__To be done__.
a: In the fox visit passage, list each variable whose effect on total daily visit duration is reported.
b: Please carry the fox visit passage forward, starting right after its final sentence.

───── Text provided

Behavioural analysis
Visit duration and frequency
In total, 790 videos of fox visits were used to calculate total visit duration (s) for 187 experiment days (camera malfunctions excluded N = 8). Scent treatment had a significant effect on total daily visit duration to the feeding patches (F1,9 = 10.570, P = 0.01). Visits were longer under the control scent (mint, 269.14 ± 307.22 SD, N = 63) than with wolf urine (132.59 ± 212.47 SD, N = 124). Soil penetration (F1, 10 = 0.279, P = 0.61) and percentage visibility to road (F1,6 = 1.396, P = 0.28) did not have a significant effect on total daily visit duration. Even though moonlight levels did not affect GUDs, total daily visit duration had a positive relationship with fraction of the moon illuminated (F1,11 = 7.388, P = 0.021, Fig. 1). No independent variables significantly influenced visit frequency per experiment day.

──────────
───── Material shown

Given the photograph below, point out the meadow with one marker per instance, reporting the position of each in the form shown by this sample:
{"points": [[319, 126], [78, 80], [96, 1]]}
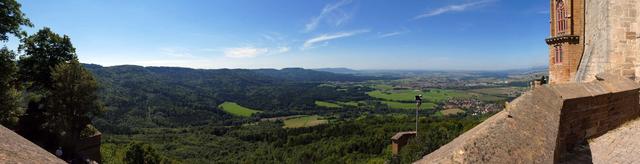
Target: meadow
{"points": [[433, 95], [237, 110], [448, 112], [304, 121], [401, 105], [327, 104]]}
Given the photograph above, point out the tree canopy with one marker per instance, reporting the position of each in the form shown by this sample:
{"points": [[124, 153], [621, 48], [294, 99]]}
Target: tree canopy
{"points": [[73, 100], [43, 51], [12, 18], [9, 95]]}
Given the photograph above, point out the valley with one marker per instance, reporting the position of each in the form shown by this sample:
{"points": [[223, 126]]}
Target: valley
{"points": [[288, 115]]}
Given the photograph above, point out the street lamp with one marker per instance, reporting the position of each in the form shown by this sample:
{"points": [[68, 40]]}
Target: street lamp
{"points": [[418, 103]]}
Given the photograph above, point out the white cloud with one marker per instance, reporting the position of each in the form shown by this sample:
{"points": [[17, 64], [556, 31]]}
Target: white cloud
{"points": [[250, 52], [244, 52], [282, 50], [326, 37], [391, 34], [333, 13], [176, 52], [452, 8]]}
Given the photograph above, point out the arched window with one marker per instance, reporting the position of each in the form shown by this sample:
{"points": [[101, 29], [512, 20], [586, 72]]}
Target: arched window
{"points": [[561, 21], [558, 54]]}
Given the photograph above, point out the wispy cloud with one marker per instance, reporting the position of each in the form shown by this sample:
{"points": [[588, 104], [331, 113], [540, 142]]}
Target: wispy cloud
{"points": [[250, 52], [176, 52], [391, 34], [453, 8], [244, 52], [327, 37], [333, 13]]}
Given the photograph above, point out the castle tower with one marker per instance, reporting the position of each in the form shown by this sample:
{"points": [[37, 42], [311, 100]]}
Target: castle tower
{"points": [[566, 44]]}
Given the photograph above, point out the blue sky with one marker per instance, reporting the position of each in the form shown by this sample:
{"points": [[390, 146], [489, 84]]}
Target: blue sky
{"points": [[359, 34]]}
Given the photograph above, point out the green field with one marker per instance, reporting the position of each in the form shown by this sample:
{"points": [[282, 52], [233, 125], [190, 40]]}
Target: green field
{"points": [[434, 95], [399, 105], [327, 104], [383, 87], [448, 112], [237, 110], [304, 121], [350, 103]]}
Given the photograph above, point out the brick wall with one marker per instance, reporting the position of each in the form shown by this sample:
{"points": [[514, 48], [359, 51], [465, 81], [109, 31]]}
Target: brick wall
{"points": [[545, 124], [611, 43], [572, 51], [592, 109]]}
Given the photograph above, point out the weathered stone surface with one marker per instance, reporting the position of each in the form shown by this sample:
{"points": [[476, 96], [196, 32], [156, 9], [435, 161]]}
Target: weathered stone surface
{"points": [[15, 149], [547, 124], [611, 39], [621, 145]]}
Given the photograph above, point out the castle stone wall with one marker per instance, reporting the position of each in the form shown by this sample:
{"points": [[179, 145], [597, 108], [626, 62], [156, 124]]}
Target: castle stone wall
{"points": [[611, 39], [546, 124]]}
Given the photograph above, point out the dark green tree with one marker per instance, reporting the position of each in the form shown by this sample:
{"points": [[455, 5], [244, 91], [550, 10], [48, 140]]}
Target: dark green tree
{"points": [[43, 51], [9, 95], [12, 18], [138, 153], [73, 101]]}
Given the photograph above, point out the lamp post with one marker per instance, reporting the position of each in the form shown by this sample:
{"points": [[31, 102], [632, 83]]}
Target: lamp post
{"points": [[418, 103]]}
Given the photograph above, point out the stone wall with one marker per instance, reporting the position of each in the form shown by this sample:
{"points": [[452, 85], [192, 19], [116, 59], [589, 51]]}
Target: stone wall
{"points": [[546, 124], [611, 34], [15, 149], [572, 50]]}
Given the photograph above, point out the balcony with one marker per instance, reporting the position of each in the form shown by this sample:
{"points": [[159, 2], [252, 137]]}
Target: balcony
{"points": [[573, 39]]}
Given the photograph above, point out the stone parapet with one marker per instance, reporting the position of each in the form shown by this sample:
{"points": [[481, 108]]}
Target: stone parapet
{"points": [[547, 123]]}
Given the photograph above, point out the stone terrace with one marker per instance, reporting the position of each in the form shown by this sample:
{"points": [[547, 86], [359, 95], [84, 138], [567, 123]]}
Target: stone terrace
{"points": [[547, 124], [15, 149]]}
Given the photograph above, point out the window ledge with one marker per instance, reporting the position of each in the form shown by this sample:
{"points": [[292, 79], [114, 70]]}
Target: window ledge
{"points": [[562, 39]]}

──────────

__Exercise responses__.
a:
- Scent treatment
- Soil penetration
- Percentage visibility to road
- Fraction of the moon illuminated

b:
Percentage of time spent enacting behaviours
Behaviour was identifiable from 782 of the 790 videos of fox visits, providing behavioural data for 114 experiment days (72 patch avoidance days with no videos, 8 days with camera malfunctions, and 1 day with fox on video but behaviour identification not possible due to head being out of view). At patches, foxes spent significantly more of their time enacting major vigilance during wolf urine treatment than when the control scent was present (F1,26 = 31.996, P < 0.001, Fig. 2). Soil penetration (F1,9 = 3.679, P = 0.087), percentage visibility to road (F1,8 = 0.037, P = 0.85) and fraction of the moon illuminated (F1,104 = 2.493, P = 0.12) did not have a significant effect. No independent variables had a significant effect upon time spent enacting minor vigilance.
Foxes spent significantly less of their time foraging at patches with wolf urine than with the control (F1,52 = 6.132, P = 0.017, Fig. 2). Soil penetration (F1,24 = 2.128, P = 0.16), percentage visibility to road (F1,6 = 0.847, P = 0.39) and fraction of the moon illuminated (F1,29 = 0.121, P = 0.73) did not have a significant effect.
When at patches, foxes spent significantly more of their time sniffing the ground during wolf urine treatment than the control (F1,44 = 5.381, P = 0.025, Fig. 2). Percentage of time spent sniffing the ground had a negative relationship with increasing soil penetration (F1,4 = 20.530, P = 0.009, Fig. 3). Percentage visibility to road (F1,5 = 0.489, P = 0.52) and fraction of the moon illuminated (F1,109 = 2.892, P = 0.092) did not have a significant effect.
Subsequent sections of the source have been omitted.